TEXT PASSAGE:
On laboratory investigation, total protoporphyrin in whole blood was elevated at 1937 mg/dL (reference: <80 mg/dL). Fractionation showed that free protoporphyrin was markedly elevated at 1894 mg/dL (reference: <20 mg/dL). Urinary porphyrin levels, antinuclear antibodies (ANA) and complement levels were normal. Zinc protoporphyrin level was also elevated at 200 (normal range 20–60). A fluorescence scan was performed; there was prominent fluorescence of red blood cells, indicating elevated protoporphyrin in the erythrocytes (Figure 2). Our patient also had a microcytic iron deficiency anemia (iron total 9 μg/dL, total iron-binding capacity (TIBC) 73, Ferritin 6.4 ng/mL, Hgb 109 g/L, mean corpuscular volume (MCV) 62.7 fL), which is common in patients with EPP.

Figure 2.

Fluorescence scan at 634 nm, confirming abundant porphyrin.

Full sequencing of the FECH gene revealed a base change at 315-48T>C and deletions in exons 8 and 9. Segregation studies revealed that these occurred in trans, a more common genotype.[6] The patient’s family was also tested for FECH gene abnormalities and given genetic counseling.

PROBLEM DESCRIPTION: Please reproduce the stretch of the protoporphyria passage from "Fluorescence scan at" through "given genetic counseling.".

DATA SUPPLIED:

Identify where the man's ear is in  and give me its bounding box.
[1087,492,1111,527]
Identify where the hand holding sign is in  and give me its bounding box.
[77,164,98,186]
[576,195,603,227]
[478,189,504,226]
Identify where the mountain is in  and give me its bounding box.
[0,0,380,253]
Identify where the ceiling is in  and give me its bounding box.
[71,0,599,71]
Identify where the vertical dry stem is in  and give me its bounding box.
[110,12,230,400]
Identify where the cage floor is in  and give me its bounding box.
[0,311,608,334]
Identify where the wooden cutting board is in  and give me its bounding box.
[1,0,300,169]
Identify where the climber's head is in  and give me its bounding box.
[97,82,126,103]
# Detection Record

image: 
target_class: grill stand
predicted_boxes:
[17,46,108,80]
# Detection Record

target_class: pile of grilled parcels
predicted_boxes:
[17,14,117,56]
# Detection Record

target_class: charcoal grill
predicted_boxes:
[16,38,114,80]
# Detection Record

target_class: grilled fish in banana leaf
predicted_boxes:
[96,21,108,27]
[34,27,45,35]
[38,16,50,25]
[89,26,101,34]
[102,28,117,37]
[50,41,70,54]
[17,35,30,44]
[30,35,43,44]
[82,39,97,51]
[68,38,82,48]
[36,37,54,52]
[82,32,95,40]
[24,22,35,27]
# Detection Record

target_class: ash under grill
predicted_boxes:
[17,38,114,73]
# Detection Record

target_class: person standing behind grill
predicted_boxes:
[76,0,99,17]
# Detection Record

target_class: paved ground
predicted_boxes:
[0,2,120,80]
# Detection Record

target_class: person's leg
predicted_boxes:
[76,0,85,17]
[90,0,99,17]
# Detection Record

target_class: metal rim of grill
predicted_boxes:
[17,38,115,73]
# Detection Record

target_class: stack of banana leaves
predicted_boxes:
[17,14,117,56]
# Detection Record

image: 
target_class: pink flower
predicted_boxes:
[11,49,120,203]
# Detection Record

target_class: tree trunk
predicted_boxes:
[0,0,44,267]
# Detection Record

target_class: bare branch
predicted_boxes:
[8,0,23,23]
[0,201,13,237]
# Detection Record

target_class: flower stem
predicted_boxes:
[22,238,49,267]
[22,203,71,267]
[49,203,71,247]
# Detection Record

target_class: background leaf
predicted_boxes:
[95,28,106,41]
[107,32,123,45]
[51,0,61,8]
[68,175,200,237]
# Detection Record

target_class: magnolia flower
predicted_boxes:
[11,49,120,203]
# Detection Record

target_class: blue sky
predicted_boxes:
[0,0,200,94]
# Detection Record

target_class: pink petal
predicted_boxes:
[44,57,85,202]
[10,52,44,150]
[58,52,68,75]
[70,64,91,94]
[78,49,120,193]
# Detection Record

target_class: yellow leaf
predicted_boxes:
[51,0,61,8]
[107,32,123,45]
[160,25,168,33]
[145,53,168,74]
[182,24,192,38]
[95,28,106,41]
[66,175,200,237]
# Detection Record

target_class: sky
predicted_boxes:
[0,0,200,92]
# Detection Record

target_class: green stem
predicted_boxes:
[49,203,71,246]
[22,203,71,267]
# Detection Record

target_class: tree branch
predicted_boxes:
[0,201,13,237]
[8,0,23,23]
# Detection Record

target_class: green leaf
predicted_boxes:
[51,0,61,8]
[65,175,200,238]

WRITTEN REPLY:
Fluorescence scan at 634 nm, confirming abundant porphyrin.

Full sequencing of the FECH gene revealed a base change at 315-48T>C and deletions in exons 8 and 9. Segregation studies revealed that these occurred in trans, a more common genotype.[6] The patient’s family was also tested for FECH gene abnormalities and given genetic counseling.